• _Exercise description_
Revise the part that opens with the line containing "compact form (357,278)." and closes with the end of the rows by changing each "marker" to "pin" and leaving everything else unchanged. Give only those lines.

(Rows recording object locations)
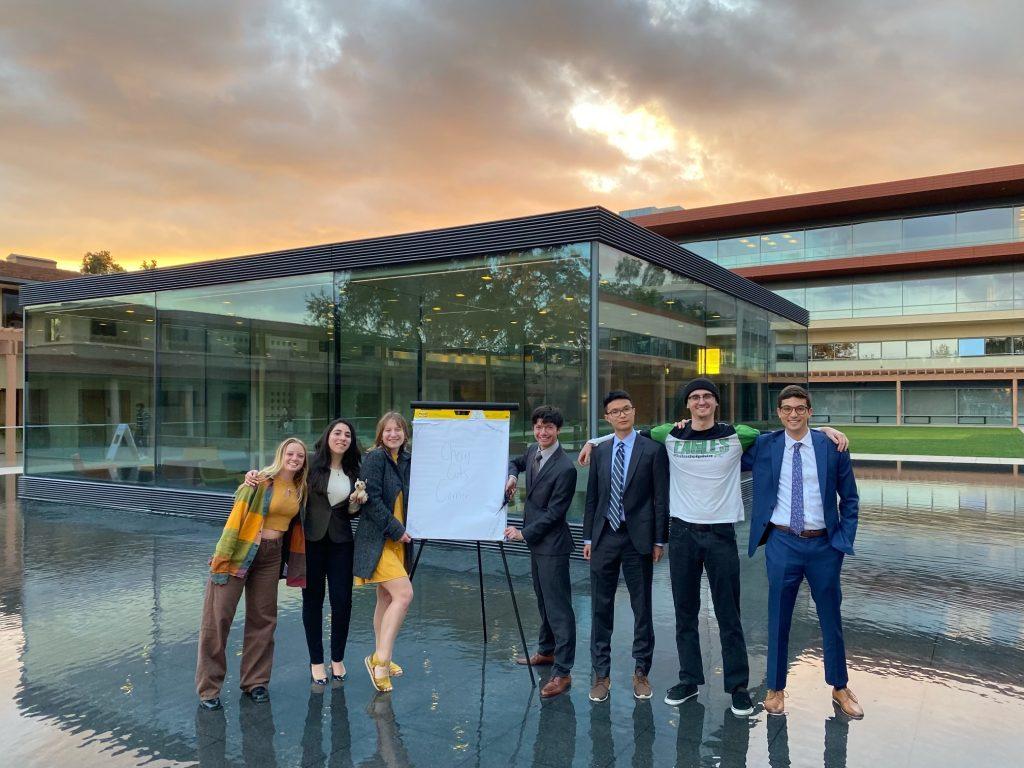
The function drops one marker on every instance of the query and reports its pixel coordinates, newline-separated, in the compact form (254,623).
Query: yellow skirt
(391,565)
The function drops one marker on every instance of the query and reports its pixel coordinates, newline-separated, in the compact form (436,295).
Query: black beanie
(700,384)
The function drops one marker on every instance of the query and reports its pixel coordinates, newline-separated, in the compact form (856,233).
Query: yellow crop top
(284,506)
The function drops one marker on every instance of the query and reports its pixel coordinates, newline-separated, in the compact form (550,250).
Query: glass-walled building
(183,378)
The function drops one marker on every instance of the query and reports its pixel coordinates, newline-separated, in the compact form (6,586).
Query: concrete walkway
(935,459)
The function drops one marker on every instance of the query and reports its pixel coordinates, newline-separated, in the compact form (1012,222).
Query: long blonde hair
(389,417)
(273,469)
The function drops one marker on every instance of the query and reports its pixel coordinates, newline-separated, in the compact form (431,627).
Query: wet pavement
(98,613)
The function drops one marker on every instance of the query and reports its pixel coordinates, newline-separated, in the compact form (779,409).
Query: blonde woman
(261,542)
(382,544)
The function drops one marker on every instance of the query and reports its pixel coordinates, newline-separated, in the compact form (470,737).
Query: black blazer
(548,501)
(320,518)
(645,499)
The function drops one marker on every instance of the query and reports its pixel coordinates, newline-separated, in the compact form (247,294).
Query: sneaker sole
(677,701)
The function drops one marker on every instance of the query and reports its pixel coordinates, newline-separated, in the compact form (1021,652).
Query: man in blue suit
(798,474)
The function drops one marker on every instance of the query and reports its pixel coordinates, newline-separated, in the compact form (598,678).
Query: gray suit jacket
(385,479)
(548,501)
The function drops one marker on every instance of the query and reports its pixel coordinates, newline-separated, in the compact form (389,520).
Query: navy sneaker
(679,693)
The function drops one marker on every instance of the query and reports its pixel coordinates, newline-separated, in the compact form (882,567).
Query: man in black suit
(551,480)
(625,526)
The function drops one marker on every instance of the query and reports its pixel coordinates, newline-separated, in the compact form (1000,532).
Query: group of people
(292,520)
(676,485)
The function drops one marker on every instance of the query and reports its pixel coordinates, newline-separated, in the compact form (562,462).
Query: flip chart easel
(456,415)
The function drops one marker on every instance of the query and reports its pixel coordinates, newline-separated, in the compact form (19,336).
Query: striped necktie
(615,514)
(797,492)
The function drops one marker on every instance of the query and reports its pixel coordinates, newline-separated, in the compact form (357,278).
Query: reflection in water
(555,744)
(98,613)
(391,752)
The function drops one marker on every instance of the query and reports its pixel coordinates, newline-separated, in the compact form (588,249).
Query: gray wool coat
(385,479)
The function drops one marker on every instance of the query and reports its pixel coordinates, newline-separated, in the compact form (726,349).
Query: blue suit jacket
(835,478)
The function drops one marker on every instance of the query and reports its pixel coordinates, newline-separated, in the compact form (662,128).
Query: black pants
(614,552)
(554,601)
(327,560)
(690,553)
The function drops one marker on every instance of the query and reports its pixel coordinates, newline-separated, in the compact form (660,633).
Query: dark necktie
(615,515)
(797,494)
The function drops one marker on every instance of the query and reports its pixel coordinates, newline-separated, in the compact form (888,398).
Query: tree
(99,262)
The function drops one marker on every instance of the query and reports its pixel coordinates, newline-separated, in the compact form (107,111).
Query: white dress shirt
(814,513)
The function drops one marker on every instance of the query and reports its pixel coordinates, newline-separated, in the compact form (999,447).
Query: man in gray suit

• _Result_
The function drops one pin on every instance of the query and reports its pixel coordinates, newline-separated, in the compact form (357,278).
Query: reflection in water
(555,744)
(98,613)
(391,752)
The function drops one pin on every instance of the query and reports its pixel coordinates, newline-separated, in the compact form (588,249).
Query: gray wool coat
(385,479)
The function drops one pin on every instance of the query and reports its pixel coordinates, newline-separated, in the compact form (726,349).
Query: blue suit jacket
(835,478)
The function drops one pin on every instance of the query and reports its pixel coordinates, newline-separated, in the compact form (662,128).
Query: black pants
(614,552)
(554,601)
(327,560)
(690,553)
The function drops one pin on every instance of the query and reports its pixel coordinates, newline-separated, in the compact form (660,633).
Query: dark necktie
(615,515)
(797,494)
The function drops one pin on every instance of the query and reports its pixel coordinates, newline-separated, in the compact form (888,398).
Query: tree
(99,262)
The function drops one pin on every instance of the query and reports its pixel coordinates, newline-separated, in the compact form (107,111).
Query: white dress shirt
(814,513)
The function drops one pin on every instance of the query and reports its pixel coordinates, newline-separated, in the compact form (999,447).
Query: man in gray suit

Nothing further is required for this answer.